▶ Records to process:
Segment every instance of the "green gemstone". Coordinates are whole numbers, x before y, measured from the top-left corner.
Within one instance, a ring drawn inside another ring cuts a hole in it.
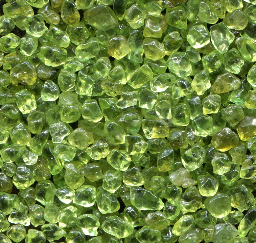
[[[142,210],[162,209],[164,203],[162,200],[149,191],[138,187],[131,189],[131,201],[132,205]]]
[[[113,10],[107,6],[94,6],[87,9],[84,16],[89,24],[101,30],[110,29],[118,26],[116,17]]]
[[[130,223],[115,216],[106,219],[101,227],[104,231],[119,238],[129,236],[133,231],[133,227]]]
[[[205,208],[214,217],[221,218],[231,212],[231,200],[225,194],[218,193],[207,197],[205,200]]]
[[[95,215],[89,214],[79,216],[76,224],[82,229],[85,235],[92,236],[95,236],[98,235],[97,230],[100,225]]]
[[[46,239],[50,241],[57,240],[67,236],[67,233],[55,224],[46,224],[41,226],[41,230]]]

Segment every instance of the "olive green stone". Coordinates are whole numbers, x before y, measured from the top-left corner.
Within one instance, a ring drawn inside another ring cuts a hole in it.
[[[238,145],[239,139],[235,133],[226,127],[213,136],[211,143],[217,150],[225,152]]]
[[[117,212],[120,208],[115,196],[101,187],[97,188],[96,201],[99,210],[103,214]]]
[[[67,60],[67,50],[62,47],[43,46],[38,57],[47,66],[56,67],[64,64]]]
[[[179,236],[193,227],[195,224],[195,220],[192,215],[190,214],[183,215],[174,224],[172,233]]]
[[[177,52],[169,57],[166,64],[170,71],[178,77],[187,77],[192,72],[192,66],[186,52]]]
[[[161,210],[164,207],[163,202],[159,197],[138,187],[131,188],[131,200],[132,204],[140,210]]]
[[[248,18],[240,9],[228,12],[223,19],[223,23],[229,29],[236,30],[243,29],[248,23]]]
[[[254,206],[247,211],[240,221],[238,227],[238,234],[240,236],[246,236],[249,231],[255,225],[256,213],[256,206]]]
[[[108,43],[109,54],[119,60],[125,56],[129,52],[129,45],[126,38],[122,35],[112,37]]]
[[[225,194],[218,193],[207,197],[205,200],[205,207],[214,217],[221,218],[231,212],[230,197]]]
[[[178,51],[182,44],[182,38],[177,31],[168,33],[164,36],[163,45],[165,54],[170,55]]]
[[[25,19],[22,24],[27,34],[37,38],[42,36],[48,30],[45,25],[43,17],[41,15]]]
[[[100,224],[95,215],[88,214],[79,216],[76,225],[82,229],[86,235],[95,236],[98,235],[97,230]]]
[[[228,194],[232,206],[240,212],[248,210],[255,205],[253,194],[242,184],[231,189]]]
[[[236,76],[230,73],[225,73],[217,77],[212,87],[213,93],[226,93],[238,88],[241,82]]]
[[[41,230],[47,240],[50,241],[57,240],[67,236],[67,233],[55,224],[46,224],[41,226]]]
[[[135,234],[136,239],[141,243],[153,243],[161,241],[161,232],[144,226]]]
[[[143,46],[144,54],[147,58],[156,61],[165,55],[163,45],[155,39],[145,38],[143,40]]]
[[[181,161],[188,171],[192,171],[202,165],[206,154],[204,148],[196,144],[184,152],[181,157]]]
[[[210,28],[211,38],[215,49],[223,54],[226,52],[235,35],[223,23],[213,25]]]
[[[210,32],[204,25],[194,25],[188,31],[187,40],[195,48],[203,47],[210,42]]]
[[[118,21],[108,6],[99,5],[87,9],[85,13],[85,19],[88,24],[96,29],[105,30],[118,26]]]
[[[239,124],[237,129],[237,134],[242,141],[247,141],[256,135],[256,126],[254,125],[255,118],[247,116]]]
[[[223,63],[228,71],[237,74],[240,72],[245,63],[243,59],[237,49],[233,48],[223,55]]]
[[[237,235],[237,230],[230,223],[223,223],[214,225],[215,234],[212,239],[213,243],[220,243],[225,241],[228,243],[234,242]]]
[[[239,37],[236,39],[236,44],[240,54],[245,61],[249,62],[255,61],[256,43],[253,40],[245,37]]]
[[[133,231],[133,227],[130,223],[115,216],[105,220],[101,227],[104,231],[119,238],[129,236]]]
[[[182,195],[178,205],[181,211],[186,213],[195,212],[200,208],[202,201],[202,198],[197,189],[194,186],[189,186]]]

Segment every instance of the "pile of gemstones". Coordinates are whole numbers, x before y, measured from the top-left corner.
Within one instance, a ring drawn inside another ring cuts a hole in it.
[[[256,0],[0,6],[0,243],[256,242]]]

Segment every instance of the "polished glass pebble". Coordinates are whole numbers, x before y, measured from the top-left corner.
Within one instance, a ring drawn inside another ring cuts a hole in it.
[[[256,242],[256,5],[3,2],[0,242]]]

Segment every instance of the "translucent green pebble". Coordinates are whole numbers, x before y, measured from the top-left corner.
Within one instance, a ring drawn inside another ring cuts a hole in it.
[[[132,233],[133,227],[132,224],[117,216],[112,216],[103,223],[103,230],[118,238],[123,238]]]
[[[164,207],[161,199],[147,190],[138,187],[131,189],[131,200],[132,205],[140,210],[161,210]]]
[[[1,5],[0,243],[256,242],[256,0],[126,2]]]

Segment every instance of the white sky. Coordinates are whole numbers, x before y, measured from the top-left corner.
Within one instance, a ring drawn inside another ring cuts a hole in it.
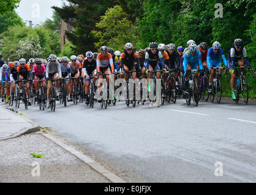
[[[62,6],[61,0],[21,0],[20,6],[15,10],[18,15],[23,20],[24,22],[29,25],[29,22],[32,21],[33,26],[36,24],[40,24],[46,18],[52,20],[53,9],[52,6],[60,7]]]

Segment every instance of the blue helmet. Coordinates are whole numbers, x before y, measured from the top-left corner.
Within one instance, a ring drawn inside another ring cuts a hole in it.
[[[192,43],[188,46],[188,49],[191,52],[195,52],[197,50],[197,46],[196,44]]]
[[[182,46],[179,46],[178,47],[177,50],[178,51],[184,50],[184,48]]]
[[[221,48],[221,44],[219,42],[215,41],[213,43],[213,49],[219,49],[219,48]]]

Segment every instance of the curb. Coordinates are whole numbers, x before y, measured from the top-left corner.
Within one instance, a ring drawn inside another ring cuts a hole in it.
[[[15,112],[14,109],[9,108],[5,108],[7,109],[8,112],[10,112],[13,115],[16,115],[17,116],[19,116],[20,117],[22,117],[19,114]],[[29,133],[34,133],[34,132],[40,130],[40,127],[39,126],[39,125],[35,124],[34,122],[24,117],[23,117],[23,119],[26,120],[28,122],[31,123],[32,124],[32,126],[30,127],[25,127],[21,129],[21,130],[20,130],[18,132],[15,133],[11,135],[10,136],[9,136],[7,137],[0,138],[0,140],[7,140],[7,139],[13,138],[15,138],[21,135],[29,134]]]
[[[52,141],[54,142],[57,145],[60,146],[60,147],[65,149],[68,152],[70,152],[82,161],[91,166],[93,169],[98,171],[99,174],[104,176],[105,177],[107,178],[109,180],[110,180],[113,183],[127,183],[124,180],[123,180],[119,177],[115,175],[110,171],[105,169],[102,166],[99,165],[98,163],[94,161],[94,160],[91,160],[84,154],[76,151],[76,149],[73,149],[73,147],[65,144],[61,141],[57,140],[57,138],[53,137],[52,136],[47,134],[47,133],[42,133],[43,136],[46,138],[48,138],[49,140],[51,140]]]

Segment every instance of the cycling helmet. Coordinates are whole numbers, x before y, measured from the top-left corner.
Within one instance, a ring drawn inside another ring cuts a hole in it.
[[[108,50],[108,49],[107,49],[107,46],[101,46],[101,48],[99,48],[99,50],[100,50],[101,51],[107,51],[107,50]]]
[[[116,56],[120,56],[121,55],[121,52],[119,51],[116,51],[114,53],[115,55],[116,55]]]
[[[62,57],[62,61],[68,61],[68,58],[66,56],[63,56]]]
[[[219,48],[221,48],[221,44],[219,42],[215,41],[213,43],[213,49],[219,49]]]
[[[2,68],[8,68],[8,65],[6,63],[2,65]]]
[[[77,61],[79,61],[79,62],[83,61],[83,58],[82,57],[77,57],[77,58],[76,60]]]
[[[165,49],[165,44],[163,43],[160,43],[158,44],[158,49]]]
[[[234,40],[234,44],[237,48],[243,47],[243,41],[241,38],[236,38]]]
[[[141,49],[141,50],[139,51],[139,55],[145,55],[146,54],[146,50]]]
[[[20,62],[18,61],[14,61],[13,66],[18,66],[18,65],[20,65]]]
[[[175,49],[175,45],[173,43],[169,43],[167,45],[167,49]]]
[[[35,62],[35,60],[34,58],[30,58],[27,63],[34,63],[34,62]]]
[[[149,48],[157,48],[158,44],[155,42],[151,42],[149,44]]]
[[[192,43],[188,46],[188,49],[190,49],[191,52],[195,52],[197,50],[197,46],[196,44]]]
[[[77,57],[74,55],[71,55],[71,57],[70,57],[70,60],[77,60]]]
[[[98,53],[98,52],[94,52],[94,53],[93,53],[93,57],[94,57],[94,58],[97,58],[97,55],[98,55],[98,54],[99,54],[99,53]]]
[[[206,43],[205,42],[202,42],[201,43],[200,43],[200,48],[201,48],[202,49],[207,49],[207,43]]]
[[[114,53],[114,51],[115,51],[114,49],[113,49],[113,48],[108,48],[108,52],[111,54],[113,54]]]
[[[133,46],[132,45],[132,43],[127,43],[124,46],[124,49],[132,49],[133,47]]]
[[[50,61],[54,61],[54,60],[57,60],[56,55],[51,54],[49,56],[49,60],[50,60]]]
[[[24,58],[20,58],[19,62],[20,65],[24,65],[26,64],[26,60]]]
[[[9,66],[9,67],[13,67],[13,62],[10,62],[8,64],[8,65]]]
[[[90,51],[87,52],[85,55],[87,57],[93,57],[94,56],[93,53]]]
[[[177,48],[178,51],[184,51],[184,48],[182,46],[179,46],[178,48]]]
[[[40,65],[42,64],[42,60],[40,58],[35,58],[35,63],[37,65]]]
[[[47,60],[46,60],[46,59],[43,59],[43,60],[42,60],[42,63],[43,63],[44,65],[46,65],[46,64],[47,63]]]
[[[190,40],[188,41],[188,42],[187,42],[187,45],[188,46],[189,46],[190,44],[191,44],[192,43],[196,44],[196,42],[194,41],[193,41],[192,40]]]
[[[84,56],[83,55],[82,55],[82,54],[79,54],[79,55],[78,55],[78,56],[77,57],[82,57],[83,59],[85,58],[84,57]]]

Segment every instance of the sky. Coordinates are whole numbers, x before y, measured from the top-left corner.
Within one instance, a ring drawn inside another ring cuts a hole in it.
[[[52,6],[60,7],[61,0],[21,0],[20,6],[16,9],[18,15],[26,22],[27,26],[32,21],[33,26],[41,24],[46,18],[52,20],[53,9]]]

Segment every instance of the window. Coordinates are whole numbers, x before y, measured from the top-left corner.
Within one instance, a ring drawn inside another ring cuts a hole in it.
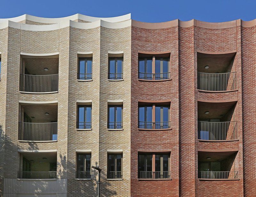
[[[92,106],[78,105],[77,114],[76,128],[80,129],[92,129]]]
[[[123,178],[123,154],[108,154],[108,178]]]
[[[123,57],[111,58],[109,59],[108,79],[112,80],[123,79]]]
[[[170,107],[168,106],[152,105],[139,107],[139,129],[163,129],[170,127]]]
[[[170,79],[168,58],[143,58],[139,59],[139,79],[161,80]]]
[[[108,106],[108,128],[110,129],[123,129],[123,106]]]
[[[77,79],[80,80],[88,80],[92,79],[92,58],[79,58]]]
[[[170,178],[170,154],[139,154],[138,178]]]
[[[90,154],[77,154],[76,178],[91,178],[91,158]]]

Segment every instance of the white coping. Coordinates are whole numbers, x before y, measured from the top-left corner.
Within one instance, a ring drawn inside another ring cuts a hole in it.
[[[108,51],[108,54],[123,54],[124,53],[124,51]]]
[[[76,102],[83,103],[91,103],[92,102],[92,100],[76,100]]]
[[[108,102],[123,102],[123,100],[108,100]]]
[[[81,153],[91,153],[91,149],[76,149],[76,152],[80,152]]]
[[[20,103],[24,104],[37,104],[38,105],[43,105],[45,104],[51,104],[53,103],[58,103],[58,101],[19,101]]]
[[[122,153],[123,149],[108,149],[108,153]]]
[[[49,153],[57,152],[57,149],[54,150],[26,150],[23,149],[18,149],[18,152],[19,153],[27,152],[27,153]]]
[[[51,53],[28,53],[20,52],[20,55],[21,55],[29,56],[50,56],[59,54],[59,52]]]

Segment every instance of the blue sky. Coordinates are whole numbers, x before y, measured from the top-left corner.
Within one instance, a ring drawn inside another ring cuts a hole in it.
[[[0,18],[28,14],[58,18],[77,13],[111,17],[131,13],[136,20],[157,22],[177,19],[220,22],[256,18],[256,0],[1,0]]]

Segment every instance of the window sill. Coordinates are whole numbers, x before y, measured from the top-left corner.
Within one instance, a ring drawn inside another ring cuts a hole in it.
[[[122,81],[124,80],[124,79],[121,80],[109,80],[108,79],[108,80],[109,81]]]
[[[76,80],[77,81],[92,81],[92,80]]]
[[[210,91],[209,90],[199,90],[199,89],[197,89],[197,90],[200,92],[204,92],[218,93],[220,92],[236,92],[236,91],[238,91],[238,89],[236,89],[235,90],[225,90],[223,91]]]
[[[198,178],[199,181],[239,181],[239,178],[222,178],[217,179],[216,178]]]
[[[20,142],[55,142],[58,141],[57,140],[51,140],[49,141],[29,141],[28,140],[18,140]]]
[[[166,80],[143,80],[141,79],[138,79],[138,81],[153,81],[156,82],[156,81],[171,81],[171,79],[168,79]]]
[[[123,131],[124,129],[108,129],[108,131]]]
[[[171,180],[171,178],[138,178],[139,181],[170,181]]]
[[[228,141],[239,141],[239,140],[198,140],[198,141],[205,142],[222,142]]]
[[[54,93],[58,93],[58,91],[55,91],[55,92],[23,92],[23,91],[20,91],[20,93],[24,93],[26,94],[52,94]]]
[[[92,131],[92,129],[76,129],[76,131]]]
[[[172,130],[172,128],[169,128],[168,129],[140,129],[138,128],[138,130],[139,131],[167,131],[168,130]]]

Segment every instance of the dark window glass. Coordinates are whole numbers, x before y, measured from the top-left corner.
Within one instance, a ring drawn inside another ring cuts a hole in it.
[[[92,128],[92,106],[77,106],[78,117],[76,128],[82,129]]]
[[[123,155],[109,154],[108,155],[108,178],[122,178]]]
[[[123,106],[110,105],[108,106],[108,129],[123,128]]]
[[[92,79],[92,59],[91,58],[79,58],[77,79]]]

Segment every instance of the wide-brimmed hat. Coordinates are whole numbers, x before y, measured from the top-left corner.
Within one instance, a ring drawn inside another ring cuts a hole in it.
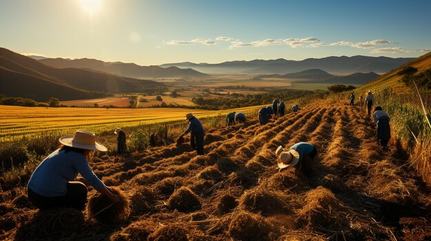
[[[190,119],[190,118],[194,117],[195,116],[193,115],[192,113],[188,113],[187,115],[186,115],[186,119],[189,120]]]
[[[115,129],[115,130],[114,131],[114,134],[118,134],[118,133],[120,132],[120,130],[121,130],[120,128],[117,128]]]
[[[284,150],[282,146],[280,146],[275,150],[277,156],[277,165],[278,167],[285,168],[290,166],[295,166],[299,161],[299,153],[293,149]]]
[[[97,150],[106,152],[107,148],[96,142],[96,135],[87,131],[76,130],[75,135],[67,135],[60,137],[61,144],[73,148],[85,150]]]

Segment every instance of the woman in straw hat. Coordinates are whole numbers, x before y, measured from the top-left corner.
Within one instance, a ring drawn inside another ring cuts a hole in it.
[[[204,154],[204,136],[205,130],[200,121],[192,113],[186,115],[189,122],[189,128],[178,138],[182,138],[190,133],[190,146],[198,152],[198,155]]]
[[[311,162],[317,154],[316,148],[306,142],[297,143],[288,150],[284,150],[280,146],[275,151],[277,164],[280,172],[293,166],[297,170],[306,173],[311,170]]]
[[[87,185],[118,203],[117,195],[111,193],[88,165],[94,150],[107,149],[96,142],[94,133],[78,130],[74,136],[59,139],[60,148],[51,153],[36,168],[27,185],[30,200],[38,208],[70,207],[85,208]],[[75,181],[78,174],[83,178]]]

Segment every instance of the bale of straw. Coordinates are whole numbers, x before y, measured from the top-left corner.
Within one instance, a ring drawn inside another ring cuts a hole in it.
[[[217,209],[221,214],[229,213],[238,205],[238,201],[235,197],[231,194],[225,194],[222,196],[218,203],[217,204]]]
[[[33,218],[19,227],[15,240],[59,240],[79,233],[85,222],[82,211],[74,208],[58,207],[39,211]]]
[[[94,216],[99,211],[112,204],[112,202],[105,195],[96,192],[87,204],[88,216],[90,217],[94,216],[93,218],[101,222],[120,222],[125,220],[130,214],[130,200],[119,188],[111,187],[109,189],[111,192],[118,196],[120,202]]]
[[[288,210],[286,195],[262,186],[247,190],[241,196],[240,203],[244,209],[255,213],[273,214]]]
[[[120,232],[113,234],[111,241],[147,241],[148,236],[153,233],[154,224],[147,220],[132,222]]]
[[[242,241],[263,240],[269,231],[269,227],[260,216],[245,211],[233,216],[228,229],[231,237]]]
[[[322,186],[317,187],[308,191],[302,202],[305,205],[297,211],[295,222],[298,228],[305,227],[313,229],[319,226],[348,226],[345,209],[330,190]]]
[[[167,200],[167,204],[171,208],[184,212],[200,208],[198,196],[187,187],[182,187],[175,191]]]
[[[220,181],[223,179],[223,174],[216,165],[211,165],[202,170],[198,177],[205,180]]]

▶ Stated problem: Rewrite everything above from the line containing "Segment every instance of the window sill." down to the line containing "[[[92,79],[92,59],[91,58],[79,58],[77,79]]]" as a numbered list, both of those lines included and any blank lines dropped.

▶ The reply:
1. Segment every instance of the window sill. Coordinates are whole numbers, x before y, measured from the top-left corner.
2. Within one instance, a ring drawn inside another ring cuts a hole in it.
3. [[[122,81],[124,80],[124,79],[121,80],[109,80],[108,79],[108,80],[109,81]]]
4. [[[76,80],[77,81],[92,81],[92,80]]]
5. [[[210,91],[209,90],[199,90],[199,89],[197,89],[197,90],[200,92],[204,92],[218,93],[220,92],[236,92],[236,91],[238,91],[238,89],[236,89],[235,90],[225,90],[223,91]]]
6. [[[198,178],[199,181],[239,181],[239,178],[222,178],[217,179],[216,178]]]
7. [[[20,142],[55,142],[58,141],[57,140],[51,140],[49,141],[29,141],[28,140],[18,140]]]
8. [[[166,80],[143,80],[141,79],[138,79],[138,81],[153,81],[156,82],[156,81],[171,81],[171,79],[168,79]]]
9. [[[123,131],[124,129],[108,129],[108,131]]]
10. [[[171,180],[171,178],[138,178],[139,181],[170,181]]]
11. [[[228,141],[239,141],[239,140],[198,140],[198,141],[205,142],[222,142]]]
12. [[[54,93],[58,93],[58,91],[55,91],[55,92],[23,92],[23,91],[20,91],[20,93],[24,93],[26,94],[52,94]]]
13. [[[92,131],[92,129],[76,129],[76,131]]]
14. [[[172,130],[172,128],[169,128],[168,129],[140,129],[138,128],[138,130],[139,131],[167,131],[168,130]]]
15. Segment every instance of the dark window glass. Coordinates are whole numbers, x before y, measured from the top-left corner.
16. Within one instance, a ring drawn inside another ring cuts a hole in it.
17. [[[92,128],[92,106],[77,106],[78,117],[76,128],[82,129]]]
18. [[[123,155],[109,154],[108,155],[108,178],[122,178]]]
19. [[[123,106],[110,105],[108,106],[108,129],[123,128]]]
20. [[[92,79],[92,59],[91,58],[79,58],[77,79]]]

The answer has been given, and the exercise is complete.